**Given request**
Recast the records as a JSON list of strings, one string per line, starting with the line that contains "Kindly place a point on the turquoise" and running through the end of the records, with both ends included. Skip blank lines and leave the pictures out.

## Begin

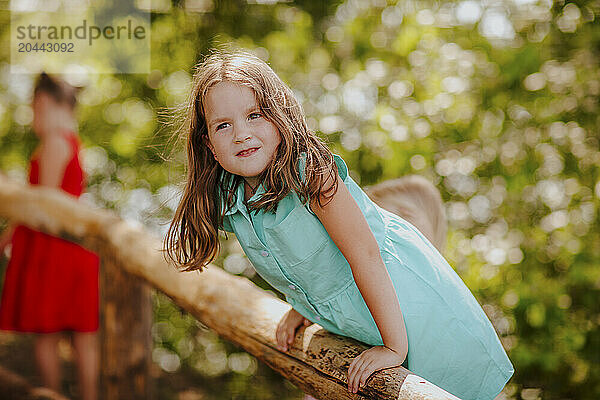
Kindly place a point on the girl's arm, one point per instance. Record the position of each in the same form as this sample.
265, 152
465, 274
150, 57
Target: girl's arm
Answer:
348, 228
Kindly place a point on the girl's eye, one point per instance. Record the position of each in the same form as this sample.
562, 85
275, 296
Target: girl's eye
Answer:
221, 126
255, 115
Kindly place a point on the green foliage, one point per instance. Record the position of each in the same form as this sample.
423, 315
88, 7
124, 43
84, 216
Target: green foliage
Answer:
504, 121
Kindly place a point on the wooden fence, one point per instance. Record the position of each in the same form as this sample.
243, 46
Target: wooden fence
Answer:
232, 306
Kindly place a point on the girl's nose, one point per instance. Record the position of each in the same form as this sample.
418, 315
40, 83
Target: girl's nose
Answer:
241, 135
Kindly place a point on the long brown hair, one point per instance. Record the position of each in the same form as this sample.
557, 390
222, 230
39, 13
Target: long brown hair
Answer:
58, 89
192, 239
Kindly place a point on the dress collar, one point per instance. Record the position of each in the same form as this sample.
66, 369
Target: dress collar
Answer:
239, 201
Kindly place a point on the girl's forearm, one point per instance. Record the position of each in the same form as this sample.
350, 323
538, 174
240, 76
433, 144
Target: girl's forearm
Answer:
375, 285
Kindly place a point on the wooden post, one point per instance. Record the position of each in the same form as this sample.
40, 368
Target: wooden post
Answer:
125, 326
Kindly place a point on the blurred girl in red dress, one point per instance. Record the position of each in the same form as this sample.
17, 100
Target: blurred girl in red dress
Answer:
51, 285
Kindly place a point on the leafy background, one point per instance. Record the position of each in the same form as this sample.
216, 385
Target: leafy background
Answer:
495, 101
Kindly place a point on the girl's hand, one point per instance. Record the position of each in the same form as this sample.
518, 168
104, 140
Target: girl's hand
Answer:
286, 329
369, 361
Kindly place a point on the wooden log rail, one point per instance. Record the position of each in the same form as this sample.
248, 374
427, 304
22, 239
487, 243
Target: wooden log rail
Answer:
232, 306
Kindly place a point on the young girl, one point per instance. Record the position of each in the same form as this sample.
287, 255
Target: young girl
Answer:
418, 201
256, 170
51, 285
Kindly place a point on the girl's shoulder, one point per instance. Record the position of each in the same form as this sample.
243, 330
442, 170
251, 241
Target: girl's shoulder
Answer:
339, 161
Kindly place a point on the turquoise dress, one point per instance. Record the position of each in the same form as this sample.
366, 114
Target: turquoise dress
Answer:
451, 342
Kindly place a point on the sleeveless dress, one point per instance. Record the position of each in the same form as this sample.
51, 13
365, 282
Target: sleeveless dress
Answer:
451, 342
51, 284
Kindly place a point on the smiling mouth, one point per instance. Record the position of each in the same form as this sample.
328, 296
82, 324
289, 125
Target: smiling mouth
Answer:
246, 153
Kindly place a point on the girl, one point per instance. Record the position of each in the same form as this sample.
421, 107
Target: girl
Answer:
51, 285
256, 170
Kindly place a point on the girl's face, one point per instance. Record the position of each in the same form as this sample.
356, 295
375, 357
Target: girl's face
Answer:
49, 116
243, 140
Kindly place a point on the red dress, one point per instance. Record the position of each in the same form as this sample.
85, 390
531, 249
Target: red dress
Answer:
51, 284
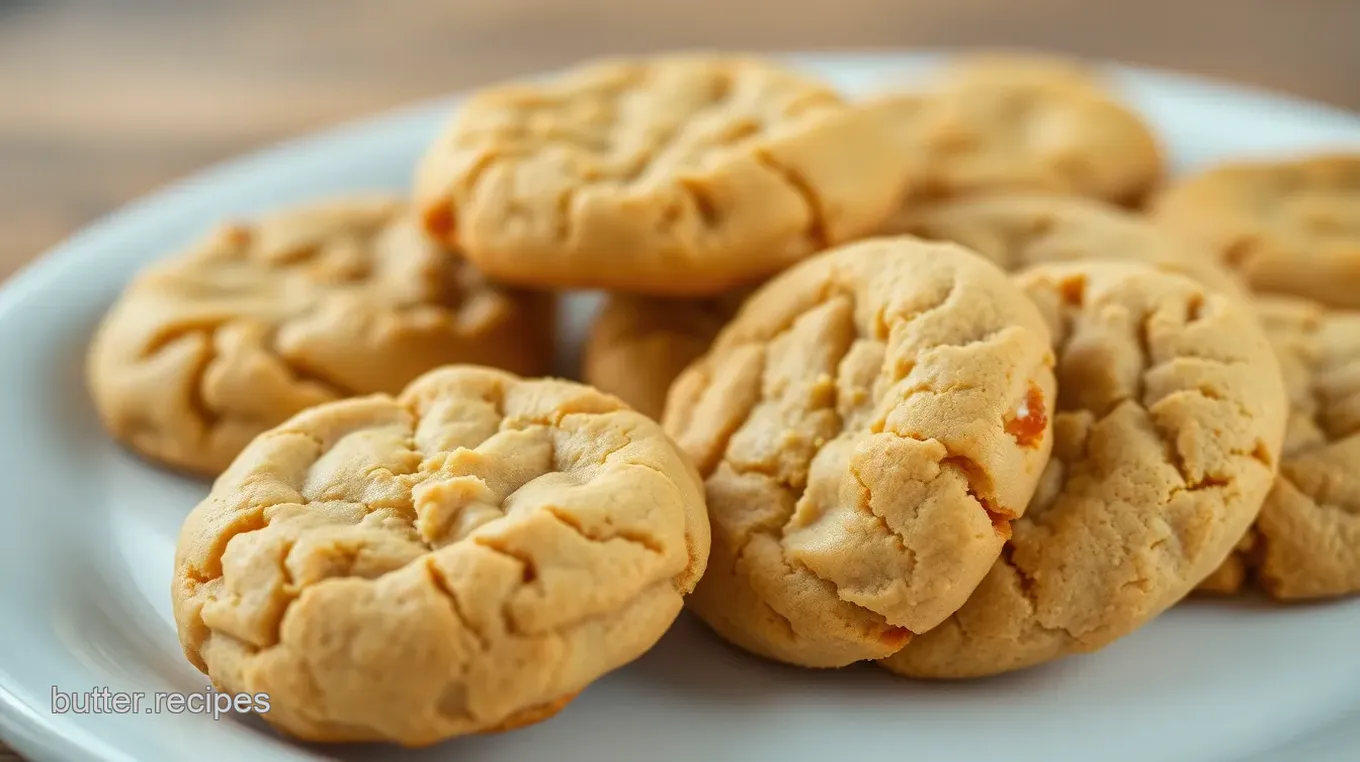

## End

**Reply to the exercise**
[
  "Kindly place a point on the turquoise dress, one point per instance. Record the position of each in the same form as this sample.",
  "366, 114",
  "Target: turquoise dress",
  "Answer:",
  "451, 342",
  "Kindly place a point on the sleeveless dress, one point per instance. Record the position of each in the same form as this sample.",
  "51, 13",
  "365, 282",
  "Target: sleeveless dress",
  "Answer:",
  "451, 342",
  "51, 284",
  "Kindly place a point on the smiling mouth, one point per instance. Record the position of each in the same form as this sample.",
  "328, 296",
  "82, 324",
  "289, 125",
  "Target: smiling mouth",
  "Answer:",
  "246, 153",
  "Kindly place a point on the girl, one point per instance. Record the position of each in the same form as this sample.",
  "421, 107",
  "Target: girl",
  "Answer:",
  "51, 285",
  "256, 170",
  "Kindly place a point on the girl's face, one point per instance. Record the position of each in the same form as this sample.",
  "356, 295",
  "375, 357",
  "Target: girl's face",
  "Answer:",
  "49, 116",
  "243, 140",
  "Kindly place a point on the red dress, one point per instance. Record the position of each in the same form as this sample.",
  "85, 390",
  "531, 249",
  "Target: red dress",
  "Answer:",
  "51, 284"
]